→ Tarefas:
(a) No trecho selecionado, de quanto era o crescimento do PIB real para 2020 que o modelo projetava em fevereiro?
(b) Por favor, liste todos os meses do ano citados no trecho selecionado.

═════ Trecho selecionado

Em meados de fevereiro deste ano eu me apliquei ao exercício de tentar projetar o PIB real (descontado o impacto da inflação, por isso “real”) para 2020. Naturalmente, naquele mês, o maldito vírus parecia ainda não ter aterrissado por aqui — ou pelo menos não tinha ainda se manifestado e se disseminado fortemente como ocorreu de março em diante. Isso significa que naquele mês de fevereiro o horizonte apresentava-se de forma mais clara. Assim, meu modelo, naquele momento, projetava um crescimento de 1,2%.

Hoje, em fins de julho, paira um densa poeira no horizonte. Em termos de previsões, esse cenário parece aumentar ainda mais as margens de erros. Não são necessários modelos para nos dizer que do ponto de vista agregado das coisas (aqui me refiro ao PIB) a trajetória daqui até dezembro será descendente. O desafio é dizer o quanto. Ainda assim, acho válido o exercício de recalibrar o modelo de fevereiro e ver no que ele dá.

O que mudou e por quê?

══════════
═════ Amostra dos dados

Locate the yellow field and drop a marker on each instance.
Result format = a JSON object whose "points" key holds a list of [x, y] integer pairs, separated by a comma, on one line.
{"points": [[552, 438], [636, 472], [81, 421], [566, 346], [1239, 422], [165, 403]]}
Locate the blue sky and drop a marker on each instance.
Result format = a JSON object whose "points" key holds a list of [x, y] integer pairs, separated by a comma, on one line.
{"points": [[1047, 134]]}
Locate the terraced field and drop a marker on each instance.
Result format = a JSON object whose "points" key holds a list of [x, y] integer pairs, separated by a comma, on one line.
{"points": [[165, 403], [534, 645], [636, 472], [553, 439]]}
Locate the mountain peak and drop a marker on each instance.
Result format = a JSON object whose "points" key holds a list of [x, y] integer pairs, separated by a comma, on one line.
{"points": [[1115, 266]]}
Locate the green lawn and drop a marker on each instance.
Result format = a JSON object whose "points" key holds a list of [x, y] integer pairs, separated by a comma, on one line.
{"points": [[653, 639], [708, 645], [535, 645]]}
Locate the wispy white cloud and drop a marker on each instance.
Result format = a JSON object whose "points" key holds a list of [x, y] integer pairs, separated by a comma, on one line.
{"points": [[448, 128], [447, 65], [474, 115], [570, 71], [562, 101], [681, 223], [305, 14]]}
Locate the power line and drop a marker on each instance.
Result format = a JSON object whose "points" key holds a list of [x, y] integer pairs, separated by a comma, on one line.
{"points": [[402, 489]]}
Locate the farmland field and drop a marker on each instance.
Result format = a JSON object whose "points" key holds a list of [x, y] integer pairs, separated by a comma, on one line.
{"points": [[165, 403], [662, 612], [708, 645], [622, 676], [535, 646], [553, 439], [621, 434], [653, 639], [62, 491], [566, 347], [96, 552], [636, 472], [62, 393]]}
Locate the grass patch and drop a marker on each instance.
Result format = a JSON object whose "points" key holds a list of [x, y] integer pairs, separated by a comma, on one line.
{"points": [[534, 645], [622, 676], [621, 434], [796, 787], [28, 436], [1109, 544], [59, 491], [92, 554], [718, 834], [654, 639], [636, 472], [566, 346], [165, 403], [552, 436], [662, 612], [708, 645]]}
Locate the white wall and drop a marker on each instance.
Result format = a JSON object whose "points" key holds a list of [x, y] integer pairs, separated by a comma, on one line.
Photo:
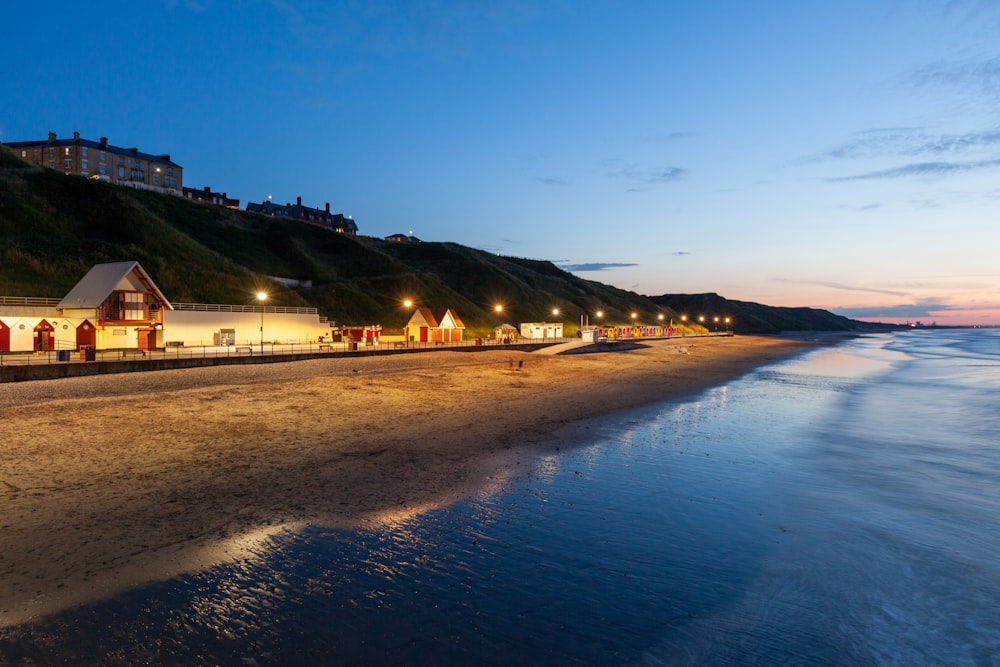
{"points": [[193, 327]]}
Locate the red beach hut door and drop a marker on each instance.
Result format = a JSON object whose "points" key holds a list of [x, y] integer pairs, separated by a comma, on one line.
{"points": [[86, 335], [44, 336]]}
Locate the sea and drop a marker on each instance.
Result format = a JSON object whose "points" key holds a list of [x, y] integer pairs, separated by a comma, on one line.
{"points": [[841, 507]]}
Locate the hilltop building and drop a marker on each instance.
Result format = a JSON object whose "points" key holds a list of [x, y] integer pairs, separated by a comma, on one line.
{"points": [[402, 238], [100, 160], [206, 196], [338, 222]]}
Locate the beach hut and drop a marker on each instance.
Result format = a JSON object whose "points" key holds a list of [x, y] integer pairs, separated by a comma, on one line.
{"points": [[434, 325]]}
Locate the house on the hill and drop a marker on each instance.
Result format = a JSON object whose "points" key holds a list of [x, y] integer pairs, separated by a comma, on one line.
{"points": [[102, 161], [205, 195], [337, 222], [437, 325], [402, 238]]}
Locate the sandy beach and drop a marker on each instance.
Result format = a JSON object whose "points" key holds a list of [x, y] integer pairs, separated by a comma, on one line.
{"points": [[109, 482]]}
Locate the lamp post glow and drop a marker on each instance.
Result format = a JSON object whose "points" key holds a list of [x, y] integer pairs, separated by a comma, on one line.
{"points": [[262, 297], [408, 303]]}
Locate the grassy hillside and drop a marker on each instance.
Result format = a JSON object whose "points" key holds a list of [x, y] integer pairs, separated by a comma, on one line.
{"points": [[54, 227], [748, 317]]}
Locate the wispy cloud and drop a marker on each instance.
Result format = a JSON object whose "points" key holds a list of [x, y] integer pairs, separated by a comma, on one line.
{"points": [[864, 208], [979, 75], [910, 142], [642, 178], [669, 137], [551, 180], [596, 266], [908, 310], [842, 286], [921, 170]]}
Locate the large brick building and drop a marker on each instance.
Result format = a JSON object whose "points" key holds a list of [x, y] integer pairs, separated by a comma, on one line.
{"points": [[100, 160]]}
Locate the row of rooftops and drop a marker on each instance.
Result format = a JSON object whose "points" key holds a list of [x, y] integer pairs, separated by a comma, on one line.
{"points": [[322, 217]]}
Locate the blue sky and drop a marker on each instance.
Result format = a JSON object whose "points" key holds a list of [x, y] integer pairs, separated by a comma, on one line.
{"points": [[842, 155]]}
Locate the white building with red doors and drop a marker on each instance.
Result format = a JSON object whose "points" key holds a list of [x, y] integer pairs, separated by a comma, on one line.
{"points": [[118, 306]]}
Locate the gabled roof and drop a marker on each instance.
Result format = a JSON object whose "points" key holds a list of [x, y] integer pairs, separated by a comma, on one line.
{"points": [[434, 317], [96, 145], [103, 279]]}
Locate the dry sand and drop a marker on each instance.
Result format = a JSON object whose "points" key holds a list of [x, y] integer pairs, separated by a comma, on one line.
{"points": [[109, 482]]}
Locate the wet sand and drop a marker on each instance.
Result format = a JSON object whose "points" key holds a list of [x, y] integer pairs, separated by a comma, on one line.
{"points": [[109, 482]]}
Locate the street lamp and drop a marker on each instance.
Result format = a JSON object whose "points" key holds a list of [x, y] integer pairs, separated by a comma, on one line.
{"points": [[408, 303], [262, 297]]}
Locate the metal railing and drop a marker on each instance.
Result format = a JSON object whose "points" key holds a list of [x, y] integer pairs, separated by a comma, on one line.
{"points": [[228, 308], [28, 301], [249, 349]]}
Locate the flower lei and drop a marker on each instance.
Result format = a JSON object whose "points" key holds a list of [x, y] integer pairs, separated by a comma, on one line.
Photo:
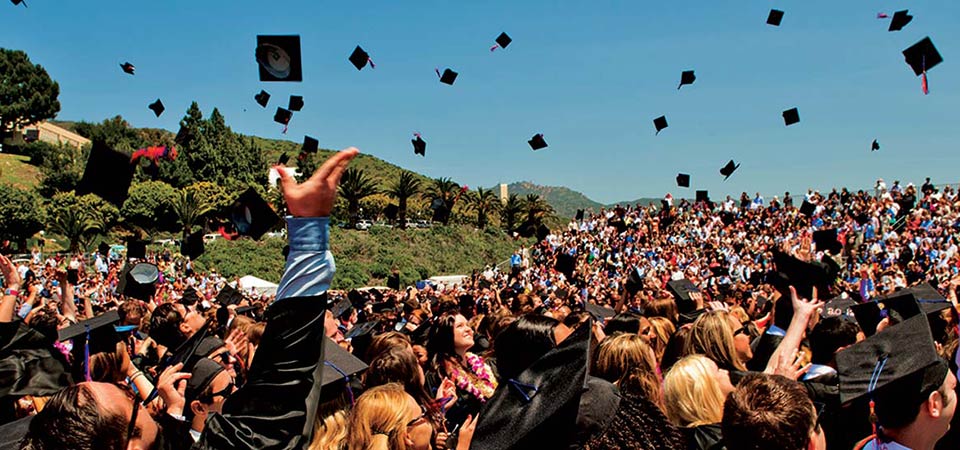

══════════

→ Respostas:
(a) 1,2%.

(b) Fevereiro, março, julho e dezembro.